| What this exercise asks |
[a] In the Watchmen article, what name does Will Reeves go on to take as a vigilante?
[b] Resume the Watchmen article after its final sentence.

| Selected extract |
============

Why 'Watchmen' Director Stephen Willaims Compares the Tulsa Massacre to Krypton's Destruction (Video)

Williams describes the real-life tragedy as “the catalyst to set all the pieces of the narrative puzzle into play” for HBO series

“Watchmen” director Stephen Williams has a curious analogy for how Damon Lindelof weaved the Tulsa Massacre into his HBO update of Alan Moore’s acclaimed graphic novel.

The 9-episode run begins by going back to the site of the ugliest, and mostly untold, moments in American history that is widely considered to be the country’s single worst incident of racial violence. Williams said, “In much the same way that the destruction of the planet Krypton was the birth moment for Clark Kent/Superman, so too this event could become the catalyst to set all the pieces of the narrative puzzle into play.”

Williams’ comments came during TheWrap’s Emmy contenders virtual roundtable with directors and showrunners on Monday, which also included Derek Cianfrance (“I Know This Much is True”), Nichelle Tramble Spellman (“Truth Be Told”), Alan Poul (“The Eddy”) and Paul Simms (“What We Do in the Shadows”).

In “Watchmen,” the Tulsa Massacre serves as the start of Will Reeves’ story, after he witnesses the event as a child. Reeves, of course, would go on to assume the moniker of Hooded Justice, the first vigilante in the alternate-reality world of “Watchmen.”

The show has been lauded for its inclusion of the event, which had gone largely unknown by the general American public and has taken on even greater resonance in the aftermath of the nationwide protests against systemic racism that have marched on since Memorial Day.

“As people have continued to excavate that portion of American history that has been buried and left in the shadows for many people, as that event has come to life and many others in recent times, in recent days and years, it’s acquired particular resonance and refracted off the construction of ‘Watchmen’ in a way that we certainly hadn’t imagined, but are satisfied is finally now being seen for what it is, and is being examined and explored,” Williams said.

============

Dataset items
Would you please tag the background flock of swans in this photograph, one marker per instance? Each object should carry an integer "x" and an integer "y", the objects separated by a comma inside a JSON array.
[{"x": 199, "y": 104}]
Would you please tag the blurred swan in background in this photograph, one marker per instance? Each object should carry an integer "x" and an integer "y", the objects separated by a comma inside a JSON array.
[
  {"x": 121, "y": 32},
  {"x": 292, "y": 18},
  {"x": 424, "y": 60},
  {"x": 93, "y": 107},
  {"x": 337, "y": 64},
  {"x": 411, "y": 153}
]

============

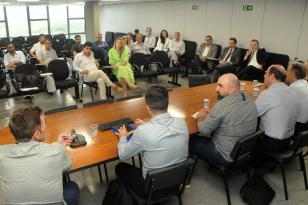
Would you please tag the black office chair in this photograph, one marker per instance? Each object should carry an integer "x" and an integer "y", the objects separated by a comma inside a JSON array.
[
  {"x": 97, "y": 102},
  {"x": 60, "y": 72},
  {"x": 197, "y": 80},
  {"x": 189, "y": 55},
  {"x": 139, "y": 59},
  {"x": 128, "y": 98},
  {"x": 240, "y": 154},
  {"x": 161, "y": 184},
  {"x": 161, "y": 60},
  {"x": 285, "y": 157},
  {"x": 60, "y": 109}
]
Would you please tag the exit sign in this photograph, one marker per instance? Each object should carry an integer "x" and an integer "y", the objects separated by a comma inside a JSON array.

============

| Answers given |
[a] Hooded Justice

[b]
Elsewhere in the panel, the participants spoke about the challenge of having to film one actor playing dual roles. “I Know This Much Is True,” based on Mark Lamb’s novel of the same name, stars Mark Ruffalo as twins Dominick and Thomas Birdsey. Cianfrance, who directed and co-wrote the limited series, said that he didn’t want it to feel like a “technical trick.” One way he was able to do that was to have Ruffalo gain 30 pounds to play Thomas, who suffers from schizophrenia, but that meant that they would have to shoot all the scenes that featured both brothers twice, and months apart.

“We ended up shooting 16 weeks of Mark as one twin, and then he went away for 6 weeks. He gained 30 pounds and then we came back to the same location. Sometimes, the big challenge was to shoot a driving scene in a car, where one side was shot in April and the other side was shot in September, and to have that continuity between the two characters,” Cianfrance said, adding that Ruffalo “embodied a completely different person.”

How different? Ask Mark’s dad, Cianfrance said. “When Mark Ruffalo’s dad first saw the trailer to our show, he asked Mark, ‘Looks great, who did you get to play your brother?’”

Spellman added for “Truth Be Told,” which features Lizzy Caplan as twins Josie and Lanie Buhrman, that they had specific days for Caplan they called “twin days.”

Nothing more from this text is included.